→ Aim:
From the listing below, keep only the lines that contain the string "phrase".

## Begin Entries shown

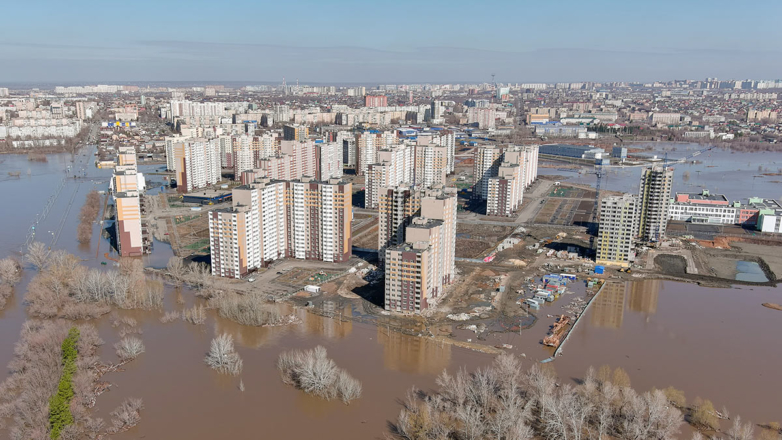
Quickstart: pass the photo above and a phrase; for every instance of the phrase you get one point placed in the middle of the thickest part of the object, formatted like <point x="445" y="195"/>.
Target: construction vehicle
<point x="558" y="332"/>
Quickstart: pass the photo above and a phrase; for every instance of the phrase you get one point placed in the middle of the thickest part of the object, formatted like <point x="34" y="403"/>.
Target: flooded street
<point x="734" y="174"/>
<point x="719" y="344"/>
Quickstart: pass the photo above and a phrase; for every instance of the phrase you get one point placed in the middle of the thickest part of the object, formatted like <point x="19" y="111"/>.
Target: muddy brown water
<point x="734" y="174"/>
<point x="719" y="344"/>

## End Entries shown
## Begin Entries shown

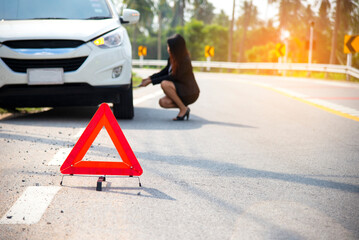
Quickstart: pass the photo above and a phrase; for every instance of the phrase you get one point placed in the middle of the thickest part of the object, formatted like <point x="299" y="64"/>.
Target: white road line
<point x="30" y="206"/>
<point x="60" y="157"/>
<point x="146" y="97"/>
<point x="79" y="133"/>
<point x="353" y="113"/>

## End Entries shown

→ Answer in full:
Quickstart: pass the photo above and a phrase; for every instance of the phrase you get one point placed in the middle of the thickest part of the object, formatted like <point x="445" y="195"/>.
Quickstart: pass the photo above and a phrase; for every instance of the phrase you get one point placed in the middle of the thickest part of the object, formatted like <point x="34" y="403"/>.
Quickstart: pass the photo above and a phrase; for every instance of the phrase you get one point placed in the middle of the thickest part of the object, formatted like <point x="19" y="111"/>.
Quickstart: pass the photo above and a phrase; for every instance of the phrase you get one point placed in the middle of the thickest part of the object, formatted like <point x="299" y="64"/>.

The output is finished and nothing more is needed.